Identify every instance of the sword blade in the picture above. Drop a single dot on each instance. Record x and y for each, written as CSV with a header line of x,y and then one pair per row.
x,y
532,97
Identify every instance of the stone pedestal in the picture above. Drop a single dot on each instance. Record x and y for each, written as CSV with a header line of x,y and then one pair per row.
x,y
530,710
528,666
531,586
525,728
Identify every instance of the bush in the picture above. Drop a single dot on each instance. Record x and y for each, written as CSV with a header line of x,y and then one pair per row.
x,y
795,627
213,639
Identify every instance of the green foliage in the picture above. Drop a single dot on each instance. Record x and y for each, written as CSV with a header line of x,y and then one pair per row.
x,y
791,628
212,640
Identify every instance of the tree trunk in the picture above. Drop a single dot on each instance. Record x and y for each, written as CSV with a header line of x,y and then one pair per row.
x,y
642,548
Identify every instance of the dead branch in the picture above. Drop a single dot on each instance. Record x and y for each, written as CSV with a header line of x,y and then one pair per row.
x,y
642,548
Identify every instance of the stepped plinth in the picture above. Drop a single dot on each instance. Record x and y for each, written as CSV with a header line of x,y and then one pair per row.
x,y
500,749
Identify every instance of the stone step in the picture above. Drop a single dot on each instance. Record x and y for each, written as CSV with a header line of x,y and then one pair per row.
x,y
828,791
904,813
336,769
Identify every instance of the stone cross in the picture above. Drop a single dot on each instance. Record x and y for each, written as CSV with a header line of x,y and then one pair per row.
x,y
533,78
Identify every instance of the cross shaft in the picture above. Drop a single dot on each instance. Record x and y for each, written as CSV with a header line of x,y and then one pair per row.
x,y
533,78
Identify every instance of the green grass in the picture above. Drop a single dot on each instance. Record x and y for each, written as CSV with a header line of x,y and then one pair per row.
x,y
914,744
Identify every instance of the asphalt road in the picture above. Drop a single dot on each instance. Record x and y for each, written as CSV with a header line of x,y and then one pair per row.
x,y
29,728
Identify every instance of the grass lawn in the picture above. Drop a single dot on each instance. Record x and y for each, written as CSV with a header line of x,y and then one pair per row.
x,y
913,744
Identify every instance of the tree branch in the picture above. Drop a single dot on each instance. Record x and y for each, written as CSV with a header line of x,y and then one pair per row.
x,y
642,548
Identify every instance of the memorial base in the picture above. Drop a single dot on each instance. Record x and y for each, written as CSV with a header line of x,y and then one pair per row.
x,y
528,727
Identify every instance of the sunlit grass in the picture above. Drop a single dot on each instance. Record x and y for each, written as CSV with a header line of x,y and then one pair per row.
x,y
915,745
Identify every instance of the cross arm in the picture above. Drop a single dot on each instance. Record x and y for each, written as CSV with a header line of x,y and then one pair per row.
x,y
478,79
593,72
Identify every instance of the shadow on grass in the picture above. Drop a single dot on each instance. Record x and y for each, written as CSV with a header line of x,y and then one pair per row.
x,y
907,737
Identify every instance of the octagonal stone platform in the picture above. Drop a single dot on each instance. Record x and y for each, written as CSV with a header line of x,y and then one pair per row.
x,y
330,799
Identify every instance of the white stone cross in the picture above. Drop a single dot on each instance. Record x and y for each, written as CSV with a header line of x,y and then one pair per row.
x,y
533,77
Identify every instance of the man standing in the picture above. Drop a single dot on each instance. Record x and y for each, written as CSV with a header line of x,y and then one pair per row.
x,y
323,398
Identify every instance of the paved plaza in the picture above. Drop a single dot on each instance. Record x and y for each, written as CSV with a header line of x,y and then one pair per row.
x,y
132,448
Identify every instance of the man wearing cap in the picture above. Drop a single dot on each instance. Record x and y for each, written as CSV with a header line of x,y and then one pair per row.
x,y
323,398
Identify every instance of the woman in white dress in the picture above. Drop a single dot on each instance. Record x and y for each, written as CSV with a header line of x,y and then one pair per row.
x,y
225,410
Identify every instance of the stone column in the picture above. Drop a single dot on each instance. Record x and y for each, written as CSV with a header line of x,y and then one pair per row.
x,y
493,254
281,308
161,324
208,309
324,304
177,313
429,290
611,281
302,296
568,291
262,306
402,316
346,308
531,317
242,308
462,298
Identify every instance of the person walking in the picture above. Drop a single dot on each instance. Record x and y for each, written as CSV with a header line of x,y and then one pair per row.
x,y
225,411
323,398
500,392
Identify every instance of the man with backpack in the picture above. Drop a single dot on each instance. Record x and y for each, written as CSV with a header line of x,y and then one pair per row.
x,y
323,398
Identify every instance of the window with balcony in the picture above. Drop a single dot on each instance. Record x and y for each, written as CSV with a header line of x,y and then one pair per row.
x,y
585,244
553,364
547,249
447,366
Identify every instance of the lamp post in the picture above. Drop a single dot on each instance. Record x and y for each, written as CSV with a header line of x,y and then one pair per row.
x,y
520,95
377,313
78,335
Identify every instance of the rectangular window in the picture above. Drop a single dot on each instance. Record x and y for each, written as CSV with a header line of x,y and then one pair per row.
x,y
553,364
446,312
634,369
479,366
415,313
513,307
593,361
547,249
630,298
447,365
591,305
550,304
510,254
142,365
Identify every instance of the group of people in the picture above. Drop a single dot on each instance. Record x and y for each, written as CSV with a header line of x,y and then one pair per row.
_ _ _
TO BE DONE:
Can you retype, word for word, every line from the one containing "Identify every instance of the man with" through the last line of the entries above?

CORRECT OUTPUT:
Identify every instance of the man with backpack in the picture above. Drop a single dot on each instance. Record x and y for each, written as CSV with a header line of x,y and then one pair per row.
x,y
323,398
Identify every instance of the window with balcony in the picture above. Drop a single dot on each instance. Record x and y for each, written as CSV with a header line of x,y and then one pair per row.
x,y
585,244
553,364
547,249
447,366
Identify every instance of the lamp post in the picture above. Drop a single dot on each instance. Record x and y for each, written as CSV with a header line of x,y and then one pair per row.
x,y
520,95
377,313
78,335
Identify every instance of the rectangular window in the picture above. Drop a single dot on each instance. Record x and y for each, written as CSV with a header line of x,y and then one pair per row.
x,y
553,364
446,312
634,369
479,366
415,313
513,307
593,361
547,249
630,298
447,365
591,305
550,304
510,254
142,365
Identify every instance of the group of people in the picture above. Drop a single dot on each instance. Record x and y for each, written as CSV with a header line of x,y and then one pair per row.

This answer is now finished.